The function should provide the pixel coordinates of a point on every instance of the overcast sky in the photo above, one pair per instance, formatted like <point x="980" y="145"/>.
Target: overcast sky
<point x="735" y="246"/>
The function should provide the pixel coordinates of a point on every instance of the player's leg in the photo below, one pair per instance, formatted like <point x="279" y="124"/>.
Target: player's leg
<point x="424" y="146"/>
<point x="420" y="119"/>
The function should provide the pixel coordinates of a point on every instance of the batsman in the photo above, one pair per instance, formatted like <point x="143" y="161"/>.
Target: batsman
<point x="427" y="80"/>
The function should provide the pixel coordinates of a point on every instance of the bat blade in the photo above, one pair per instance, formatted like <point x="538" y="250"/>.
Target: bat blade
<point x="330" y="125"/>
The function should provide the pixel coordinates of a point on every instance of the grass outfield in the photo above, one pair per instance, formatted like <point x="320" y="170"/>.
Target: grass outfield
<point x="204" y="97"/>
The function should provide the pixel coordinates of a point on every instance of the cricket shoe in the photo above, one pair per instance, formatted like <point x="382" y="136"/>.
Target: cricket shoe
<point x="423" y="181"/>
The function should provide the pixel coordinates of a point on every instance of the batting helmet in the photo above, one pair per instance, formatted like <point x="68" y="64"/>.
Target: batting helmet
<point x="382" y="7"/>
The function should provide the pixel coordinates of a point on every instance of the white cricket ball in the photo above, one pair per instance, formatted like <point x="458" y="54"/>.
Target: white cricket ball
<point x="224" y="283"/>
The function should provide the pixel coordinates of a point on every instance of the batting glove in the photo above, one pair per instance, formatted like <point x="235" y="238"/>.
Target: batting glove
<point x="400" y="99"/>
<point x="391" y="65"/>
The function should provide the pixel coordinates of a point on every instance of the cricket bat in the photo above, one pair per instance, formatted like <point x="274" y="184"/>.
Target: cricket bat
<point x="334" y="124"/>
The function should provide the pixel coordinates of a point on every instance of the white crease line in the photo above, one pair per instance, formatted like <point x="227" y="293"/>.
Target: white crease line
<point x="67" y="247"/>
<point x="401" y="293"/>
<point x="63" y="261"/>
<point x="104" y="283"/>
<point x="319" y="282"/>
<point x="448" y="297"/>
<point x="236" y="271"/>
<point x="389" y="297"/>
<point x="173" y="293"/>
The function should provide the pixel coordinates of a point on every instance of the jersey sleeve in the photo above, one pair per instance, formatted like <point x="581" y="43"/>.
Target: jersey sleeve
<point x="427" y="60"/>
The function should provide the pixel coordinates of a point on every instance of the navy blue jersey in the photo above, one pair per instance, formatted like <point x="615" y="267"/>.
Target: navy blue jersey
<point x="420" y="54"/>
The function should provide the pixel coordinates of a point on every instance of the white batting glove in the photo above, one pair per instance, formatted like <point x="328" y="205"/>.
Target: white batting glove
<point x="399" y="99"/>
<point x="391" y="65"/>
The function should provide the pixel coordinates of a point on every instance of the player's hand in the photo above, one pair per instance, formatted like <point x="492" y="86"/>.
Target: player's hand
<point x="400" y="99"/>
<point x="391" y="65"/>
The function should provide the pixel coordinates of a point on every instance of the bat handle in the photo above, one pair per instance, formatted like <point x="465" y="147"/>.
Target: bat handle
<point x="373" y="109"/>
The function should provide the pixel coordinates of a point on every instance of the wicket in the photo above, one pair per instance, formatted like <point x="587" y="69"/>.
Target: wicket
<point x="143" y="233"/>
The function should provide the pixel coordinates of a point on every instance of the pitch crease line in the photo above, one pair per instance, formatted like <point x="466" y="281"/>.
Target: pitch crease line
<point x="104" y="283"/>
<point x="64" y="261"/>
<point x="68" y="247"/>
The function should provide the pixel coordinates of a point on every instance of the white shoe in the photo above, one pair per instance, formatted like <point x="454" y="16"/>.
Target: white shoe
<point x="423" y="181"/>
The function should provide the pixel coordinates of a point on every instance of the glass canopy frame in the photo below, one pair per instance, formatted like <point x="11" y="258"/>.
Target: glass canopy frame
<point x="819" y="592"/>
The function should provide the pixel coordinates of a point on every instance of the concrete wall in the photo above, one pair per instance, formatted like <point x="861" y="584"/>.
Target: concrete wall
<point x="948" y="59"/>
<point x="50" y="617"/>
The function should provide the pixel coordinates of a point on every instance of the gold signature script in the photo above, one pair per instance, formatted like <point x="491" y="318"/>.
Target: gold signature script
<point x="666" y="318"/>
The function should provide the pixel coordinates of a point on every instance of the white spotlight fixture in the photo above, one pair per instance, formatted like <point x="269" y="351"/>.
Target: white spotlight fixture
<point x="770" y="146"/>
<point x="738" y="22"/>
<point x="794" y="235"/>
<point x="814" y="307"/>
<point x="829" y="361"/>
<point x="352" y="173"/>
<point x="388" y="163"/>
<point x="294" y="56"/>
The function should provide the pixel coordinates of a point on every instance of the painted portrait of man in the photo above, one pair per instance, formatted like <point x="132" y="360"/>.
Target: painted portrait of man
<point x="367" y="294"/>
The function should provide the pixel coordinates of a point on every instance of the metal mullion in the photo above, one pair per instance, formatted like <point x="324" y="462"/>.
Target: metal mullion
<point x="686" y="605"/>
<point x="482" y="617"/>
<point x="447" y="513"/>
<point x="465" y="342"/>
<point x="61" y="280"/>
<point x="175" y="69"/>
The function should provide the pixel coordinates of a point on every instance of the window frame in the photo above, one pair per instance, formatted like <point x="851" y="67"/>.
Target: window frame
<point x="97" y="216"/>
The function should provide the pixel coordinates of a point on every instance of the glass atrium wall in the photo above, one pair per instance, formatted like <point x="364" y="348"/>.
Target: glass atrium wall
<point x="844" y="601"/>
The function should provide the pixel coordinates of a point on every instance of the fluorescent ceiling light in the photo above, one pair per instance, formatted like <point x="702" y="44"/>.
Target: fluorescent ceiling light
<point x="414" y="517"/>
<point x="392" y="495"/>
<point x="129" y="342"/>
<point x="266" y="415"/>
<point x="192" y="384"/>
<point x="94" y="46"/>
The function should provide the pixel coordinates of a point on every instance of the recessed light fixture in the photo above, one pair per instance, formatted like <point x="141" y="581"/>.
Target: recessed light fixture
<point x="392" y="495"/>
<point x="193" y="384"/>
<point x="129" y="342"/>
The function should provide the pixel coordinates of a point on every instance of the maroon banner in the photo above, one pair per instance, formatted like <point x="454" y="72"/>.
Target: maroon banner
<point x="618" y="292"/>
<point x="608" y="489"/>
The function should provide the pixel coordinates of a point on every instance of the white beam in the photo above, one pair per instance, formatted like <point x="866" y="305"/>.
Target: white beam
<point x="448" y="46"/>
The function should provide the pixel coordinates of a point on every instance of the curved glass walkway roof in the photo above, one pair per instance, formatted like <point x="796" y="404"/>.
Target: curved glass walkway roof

★ ★ ★ ★ ★

_DETALLES DE LA TAREA_. Reproduce sin cambios las líneas de los ítems que van desde la que contiene "of the recessed" hasta el final de los ítems, con ambos extremos incluidos.

_SOLUCIÓN DE LA TAREA_.
The function should provide the pixel coordinates of a point on every instance of the recessed light fixture in the photo above, one pair per instance, formatted like <point x="141" y="581"/>.
Target: recessed light fixture
<point x="392" y="495"/>
<point x="193" y="384"/>
<point x="129" y="342"/>
The function should provide the pixel coordinates of a point on every instance of the maroon banner in the photo above, one pair per instance, formatted like <point x="454" y="72"/>.
Target: maroon banner
<point x="618" y="292"/>
<point x="608" y="489"/>
The function should provide the pixel coordinates of a point on every instance of the white beam in the photo above, one pair per instance, formatted like <point x="866" y="305"/>.
Target: white beam
<point x="448" y="46"/>
The function should provide the pixel coordinates of a point on every instance of the curved glass walkway roof in the photo above, one pair per instance, formatted like <point x="796" y="404"/>.
Target: curved glass walkway roof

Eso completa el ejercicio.